• **Work required**
Search the records for the string "shown", and show each line where it appears.

(Excerpts from a dataset)
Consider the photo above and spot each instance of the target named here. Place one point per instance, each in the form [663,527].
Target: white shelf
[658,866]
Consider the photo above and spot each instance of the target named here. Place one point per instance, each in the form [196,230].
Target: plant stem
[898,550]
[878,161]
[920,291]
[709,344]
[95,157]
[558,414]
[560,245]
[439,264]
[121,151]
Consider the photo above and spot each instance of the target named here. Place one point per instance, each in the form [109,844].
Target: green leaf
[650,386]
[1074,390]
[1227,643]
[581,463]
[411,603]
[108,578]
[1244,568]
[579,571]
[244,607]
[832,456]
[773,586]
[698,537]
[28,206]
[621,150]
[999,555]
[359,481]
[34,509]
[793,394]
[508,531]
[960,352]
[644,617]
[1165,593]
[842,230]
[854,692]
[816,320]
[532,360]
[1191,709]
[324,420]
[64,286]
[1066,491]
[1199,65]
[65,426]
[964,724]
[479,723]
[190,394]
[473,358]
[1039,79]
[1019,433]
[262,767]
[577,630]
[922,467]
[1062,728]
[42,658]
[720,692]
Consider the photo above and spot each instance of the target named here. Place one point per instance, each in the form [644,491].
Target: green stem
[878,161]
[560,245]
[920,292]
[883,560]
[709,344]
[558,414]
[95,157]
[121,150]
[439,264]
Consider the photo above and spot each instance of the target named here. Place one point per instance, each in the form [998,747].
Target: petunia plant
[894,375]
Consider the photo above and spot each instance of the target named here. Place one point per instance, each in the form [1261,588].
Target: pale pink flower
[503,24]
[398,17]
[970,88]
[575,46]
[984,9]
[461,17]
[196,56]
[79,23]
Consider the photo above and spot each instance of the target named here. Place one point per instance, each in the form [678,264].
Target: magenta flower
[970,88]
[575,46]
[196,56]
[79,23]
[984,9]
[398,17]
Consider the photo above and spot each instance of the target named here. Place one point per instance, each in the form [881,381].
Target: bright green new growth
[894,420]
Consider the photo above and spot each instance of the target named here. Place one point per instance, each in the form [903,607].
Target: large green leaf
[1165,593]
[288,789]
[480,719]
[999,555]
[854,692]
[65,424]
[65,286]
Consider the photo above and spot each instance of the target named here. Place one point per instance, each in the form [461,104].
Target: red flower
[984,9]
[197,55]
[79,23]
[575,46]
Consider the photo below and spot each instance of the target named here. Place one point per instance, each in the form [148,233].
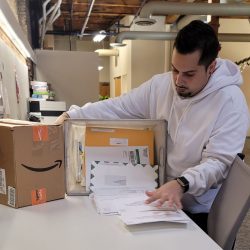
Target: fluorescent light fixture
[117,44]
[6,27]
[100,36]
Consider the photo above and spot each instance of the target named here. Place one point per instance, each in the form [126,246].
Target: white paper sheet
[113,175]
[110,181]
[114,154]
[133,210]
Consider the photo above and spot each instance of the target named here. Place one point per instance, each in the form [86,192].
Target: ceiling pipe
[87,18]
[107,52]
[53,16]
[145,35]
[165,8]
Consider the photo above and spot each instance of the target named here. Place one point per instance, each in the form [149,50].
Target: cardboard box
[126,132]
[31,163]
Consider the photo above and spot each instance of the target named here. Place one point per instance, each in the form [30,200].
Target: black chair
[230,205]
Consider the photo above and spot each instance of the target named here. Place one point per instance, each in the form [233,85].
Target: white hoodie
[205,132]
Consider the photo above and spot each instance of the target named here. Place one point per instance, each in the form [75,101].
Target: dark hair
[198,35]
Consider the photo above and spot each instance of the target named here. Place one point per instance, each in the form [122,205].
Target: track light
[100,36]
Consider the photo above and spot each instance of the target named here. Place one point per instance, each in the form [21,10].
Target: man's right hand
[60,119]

--

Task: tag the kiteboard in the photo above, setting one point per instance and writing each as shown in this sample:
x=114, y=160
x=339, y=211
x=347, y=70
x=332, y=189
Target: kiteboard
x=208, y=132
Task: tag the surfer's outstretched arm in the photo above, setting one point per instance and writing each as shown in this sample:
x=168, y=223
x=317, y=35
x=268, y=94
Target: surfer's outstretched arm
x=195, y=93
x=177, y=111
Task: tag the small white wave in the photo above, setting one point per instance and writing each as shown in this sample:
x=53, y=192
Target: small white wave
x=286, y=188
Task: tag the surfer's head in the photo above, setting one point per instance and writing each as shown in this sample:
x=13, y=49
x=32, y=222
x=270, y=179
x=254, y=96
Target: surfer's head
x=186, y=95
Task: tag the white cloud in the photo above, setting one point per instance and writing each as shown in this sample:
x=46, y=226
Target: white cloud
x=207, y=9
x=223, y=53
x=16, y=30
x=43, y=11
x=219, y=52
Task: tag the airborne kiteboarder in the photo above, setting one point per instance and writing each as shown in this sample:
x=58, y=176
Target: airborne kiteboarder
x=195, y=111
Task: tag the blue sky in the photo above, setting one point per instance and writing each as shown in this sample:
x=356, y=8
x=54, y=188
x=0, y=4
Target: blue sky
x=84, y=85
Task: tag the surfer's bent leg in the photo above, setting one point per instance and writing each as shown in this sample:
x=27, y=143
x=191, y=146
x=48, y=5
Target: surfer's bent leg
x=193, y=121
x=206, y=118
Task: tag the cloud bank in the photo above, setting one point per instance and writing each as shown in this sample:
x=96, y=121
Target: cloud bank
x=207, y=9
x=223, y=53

• **Task result**
Task: tag the kiteboard in the photo above, setting one point per instance and writing each as shown in this sample:
Task: tag the surfer's outstretched arm in the photo above, setting one point per instance and writing each as shown in this sample:
Task: tag the small white wave in the photo above, setting one point per instance and writing each as shown in this sample:
Task: tag the surfer's head in the photo above, setting one point per instance and writing each as shown in this sample:
Task: tag the white cloud in the photo above, setting one point per instance and writing each as shown in this sample:
Task: tag the airborne kiteboarder in the photo above, setting one point per instance and writing each as shown in this sample:
Task: tag the blue sky in the photo above, setting one point per instance and writing each as shown in this sample:
Task: tag the surfer's bent leg in the photo above, setting one point per instance and writing each as shown in this sample:
Task: tag the cloud bank in the photo above, setting one point per instance and writing each as shown in this sample:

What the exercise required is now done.